Exercise details:
Extract all of the entries and give them again, word for word.

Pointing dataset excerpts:
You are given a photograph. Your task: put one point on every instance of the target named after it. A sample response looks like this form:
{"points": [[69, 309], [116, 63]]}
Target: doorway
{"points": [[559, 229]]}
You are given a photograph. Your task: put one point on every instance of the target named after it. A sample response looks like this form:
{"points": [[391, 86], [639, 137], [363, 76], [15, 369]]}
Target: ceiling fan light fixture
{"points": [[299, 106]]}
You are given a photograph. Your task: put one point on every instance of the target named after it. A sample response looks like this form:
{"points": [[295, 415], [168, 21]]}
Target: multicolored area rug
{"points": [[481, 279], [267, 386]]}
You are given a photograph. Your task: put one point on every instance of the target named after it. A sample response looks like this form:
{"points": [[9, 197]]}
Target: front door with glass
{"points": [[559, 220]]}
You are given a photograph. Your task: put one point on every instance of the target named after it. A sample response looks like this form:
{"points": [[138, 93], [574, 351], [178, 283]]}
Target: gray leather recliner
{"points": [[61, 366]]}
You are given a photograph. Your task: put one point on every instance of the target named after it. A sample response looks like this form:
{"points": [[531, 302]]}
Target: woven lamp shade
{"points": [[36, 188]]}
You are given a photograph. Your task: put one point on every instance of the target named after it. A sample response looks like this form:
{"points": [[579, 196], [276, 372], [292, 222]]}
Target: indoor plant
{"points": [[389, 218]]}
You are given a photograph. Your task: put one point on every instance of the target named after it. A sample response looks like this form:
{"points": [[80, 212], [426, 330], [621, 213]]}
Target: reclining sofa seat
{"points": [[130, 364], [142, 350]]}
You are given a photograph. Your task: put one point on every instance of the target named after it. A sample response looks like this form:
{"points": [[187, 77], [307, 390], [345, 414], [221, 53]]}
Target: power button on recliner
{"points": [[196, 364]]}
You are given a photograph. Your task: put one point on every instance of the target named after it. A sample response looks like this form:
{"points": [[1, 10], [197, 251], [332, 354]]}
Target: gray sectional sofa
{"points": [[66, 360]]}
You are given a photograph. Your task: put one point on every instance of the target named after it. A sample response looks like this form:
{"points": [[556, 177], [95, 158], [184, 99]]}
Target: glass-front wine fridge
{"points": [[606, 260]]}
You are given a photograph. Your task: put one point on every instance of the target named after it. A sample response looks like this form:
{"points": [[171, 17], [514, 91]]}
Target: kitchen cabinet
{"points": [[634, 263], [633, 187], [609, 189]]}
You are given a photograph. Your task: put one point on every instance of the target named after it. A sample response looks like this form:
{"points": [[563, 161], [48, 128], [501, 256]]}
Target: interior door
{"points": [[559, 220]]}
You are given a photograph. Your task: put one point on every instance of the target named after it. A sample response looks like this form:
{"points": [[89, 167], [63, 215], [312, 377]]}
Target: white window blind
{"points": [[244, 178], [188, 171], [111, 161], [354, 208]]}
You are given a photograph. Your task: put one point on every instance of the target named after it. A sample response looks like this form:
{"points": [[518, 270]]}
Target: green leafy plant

The reply:
You are given a photograph. Your task: put one point on every instance of the target named after it. A sample response looks like this form:
{"points": [[69, 309], [116, 63]]}
Target: doorway
{"points": [[559, 229]]}
You are given a photograph. Your task: put one point on every instance of the target named after it. A sample response looks like this form:
{"points": [[391, 86], [639, 137], [363, 76], [15, 369]]}
Target: ceiling fan light fixture
{"points": [[299, 106]]}
You are given a photograph. Your task: put one point on every instance of the target named after it. A sample response looks like this form:
{"points": [[295, 415], [168, 21]]}
Target: multicolored area rug
{"points": [[481, 279], [267, 386]]}
You are given a photograph. Your task: put one point on every instance of the target named after it. A sample response looks like this form:
{"points": [[9, 197]]}
Target: front door with glass
{"points": [[559, 220]]}
You are given a photograph. Your task: put one point on every instance of the target named after it. A sample response looks like this form:
{"points": [[138, 93], [574, 351], [178, 283]]}
Target: gray leather recliner
{"points": [[61, 366]]}
You are given a photograph. Your task: put one point on every instance of the target named after it. A sample response looks like this form:
{"points": [[531, 302]]}
Target: woven lamp shade
{"points": [[36, 188]]}
You are given a photograph. Your task: put one point on every instance of the target named after it. A sample response looks like this form:
{"points": [[579, 196], [276, 372], [292, 222]]}
Target: indoor plant
{"points": [[389, 218]]}
You are given a photograph. Your task: put one point on every instance of the target named after it. A sample response looks like this form:
{"points": [[80, 212], [426, 330], [621, 213]]}
Target: reclining sofa seat
{"points": [[130, 364], [142, 350]]}
You are given a photograph. Your task: put one point on every instance of the target named after it. A sample response looks like this form:
{"points": [[187, 77], [307, 390], [345, 414], [221, 53]]}
Target: power button on recliner
{"points": [[196, 364]]}
You are given a photograph. Your task: put one point on every instance of the target named after it. A sample response looks like this form:
{"points": [[1, 10], [197, 251], [332, 354]]}
Target: gray sectional sofa
{"points": [[66, 360]]}
You are given a photograph. Your task: put one point on every instance of the target named after it. A sample response looks like this form:
{"points": [[556, 177], [95, 158], [184, 99]]}
Target: glass-front wine fridge
{"points": [[606, 260]]}
You are given a photograph. Your task: put one point on every instance of the target named after it. A sample response looks like this form:
{"points": [[171, 17], [514, 91]]}
Target: kitchen cabinet
{"points": [[634, 263], [633, 187], [609, 189]]}
You are given a photograph. Your task: put one point on every instance of the target named after it. A sample response looks like this form:
{"points": [[563, 161], [48, 128], [501, 256]]}
Target: interior door
{"points": [[559, 220]]}
You are given a photograph. Your task: put one point on every instance of the target named after it. A sample response looks like this form:
{"points": [[89, 167], [63, 215], [312, 377]]}
Target: white window blind
{"points": [[244, 178], [188, 171], [111, 161], [354, 208]]}
You are given a photograph. Your task: put one point on every instance of the target named after it. A sample response looks like this form:
{"points": [[518, 270]]}
Target: green leafy plant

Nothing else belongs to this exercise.